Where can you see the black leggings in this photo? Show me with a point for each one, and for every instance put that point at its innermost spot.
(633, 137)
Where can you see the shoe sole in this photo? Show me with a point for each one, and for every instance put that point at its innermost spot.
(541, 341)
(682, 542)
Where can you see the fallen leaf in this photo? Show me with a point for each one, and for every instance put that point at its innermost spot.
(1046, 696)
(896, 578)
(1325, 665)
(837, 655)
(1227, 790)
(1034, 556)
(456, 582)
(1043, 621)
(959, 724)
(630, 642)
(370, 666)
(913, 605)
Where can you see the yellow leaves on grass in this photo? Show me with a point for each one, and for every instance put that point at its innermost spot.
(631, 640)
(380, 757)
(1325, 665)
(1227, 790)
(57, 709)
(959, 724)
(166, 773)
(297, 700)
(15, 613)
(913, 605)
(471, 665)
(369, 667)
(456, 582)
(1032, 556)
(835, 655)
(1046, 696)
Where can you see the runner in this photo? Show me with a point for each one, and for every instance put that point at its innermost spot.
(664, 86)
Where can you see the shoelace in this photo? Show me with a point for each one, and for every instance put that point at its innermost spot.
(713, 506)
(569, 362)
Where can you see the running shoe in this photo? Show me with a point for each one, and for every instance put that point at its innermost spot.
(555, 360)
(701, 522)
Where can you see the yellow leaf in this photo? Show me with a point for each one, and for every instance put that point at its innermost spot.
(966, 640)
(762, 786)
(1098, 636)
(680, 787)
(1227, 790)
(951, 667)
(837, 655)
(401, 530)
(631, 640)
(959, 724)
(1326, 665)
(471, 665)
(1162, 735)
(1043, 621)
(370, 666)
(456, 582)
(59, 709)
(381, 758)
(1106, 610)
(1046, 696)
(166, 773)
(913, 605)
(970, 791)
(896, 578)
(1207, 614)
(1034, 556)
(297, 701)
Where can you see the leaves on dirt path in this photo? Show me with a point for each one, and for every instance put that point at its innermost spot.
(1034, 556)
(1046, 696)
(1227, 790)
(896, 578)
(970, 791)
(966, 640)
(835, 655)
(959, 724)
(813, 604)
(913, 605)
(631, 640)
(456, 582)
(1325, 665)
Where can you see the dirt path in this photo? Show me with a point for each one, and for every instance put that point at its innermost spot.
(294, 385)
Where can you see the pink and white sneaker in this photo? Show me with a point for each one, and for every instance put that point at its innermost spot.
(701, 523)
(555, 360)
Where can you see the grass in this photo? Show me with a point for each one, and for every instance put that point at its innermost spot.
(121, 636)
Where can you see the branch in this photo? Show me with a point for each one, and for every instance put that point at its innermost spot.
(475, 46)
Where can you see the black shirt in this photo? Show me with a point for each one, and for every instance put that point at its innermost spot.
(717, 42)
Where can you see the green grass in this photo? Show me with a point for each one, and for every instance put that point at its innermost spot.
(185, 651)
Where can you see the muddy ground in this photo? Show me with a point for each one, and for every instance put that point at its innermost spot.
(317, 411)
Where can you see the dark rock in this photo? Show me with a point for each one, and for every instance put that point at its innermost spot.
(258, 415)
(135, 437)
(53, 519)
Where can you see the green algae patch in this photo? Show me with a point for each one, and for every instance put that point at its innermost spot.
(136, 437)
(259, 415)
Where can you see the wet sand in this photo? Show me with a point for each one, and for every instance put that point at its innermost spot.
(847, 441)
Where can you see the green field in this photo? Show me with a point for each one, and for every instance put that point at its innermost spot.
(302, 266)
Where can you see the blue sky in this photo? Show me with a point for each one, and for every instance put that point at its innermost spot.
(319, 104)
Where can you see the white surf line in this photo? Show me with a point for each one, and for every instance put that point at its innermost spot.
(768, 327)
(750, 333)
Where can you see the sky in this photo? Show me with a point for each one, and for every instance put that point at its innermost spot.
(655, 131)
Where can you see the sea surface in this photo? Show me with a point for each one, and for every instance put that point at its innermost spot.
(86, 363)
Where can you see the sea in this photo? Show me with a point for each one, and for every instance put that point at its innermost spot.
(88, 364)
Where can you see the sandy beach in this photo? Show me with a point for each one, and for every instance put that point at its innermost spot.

» Try it:
Only the lines from the one containing "Where can you see the black shirt" through the end of the listing belong in the response, each reproduced exactly.

» Response for this exercise:
Where can you see the black shirt in this photo? Show me with a point for each one, and for every instance put that point at its innermost spot.
(717, 42)
Where can you see the green grass in this photo? Show me with a point for each one, and for every instance put that point at its innermost spot.
(185, 651)
Where can you see the muddy ground in this photo? Show me with a point for each one, and for every instance put that point at its innermost spot.
(317, 411)
Where can you see the dark rock in this photo? Show me with a point for each one, and for every instance put that point at its innermost spot.
(258, 415)
(135, 437)
(53, 519)
Where can you see the green algae patch in this photo? Show me with a point for each one, and for every instance put that point at its innermost spot.
(136, 437)
(259, 415)
Where can you see the wet sand in this photo? Show me with a point for each one, and for every instance put that point at its innermost spot.
(847, 441)
Where can you see the green field in this photo? Show me with a point for each one, and for every instance put that point at its innermost spot.
(302, 266)
Where can you see the blue sky in this photo? Show me with a point for each one, and for every instance put that point at its innermost spot.
(319, 104)
Where can you see the white surf line in this photo? Show me with a point for each one, and for every instance put that point at its innermost spot.
(768, 327)
(750, 333)
Where can you see the sky in this photo? Show me with a point for each one, and for every instance put that point at its innermost spot.
(655, 131)
Where can you see the sea surface in this photo? Show me with a point for each one, and for every instance put that point at its innermost spot.
(86, 363)
Where can you see the sea in this photo? Show me with a point for each one, and for every instance put that point at its innermost spot.
(88, 364)
Where can you see the sandy beach in this photo? Show me with a point for each one, and for every instance put that point at its innermost spot.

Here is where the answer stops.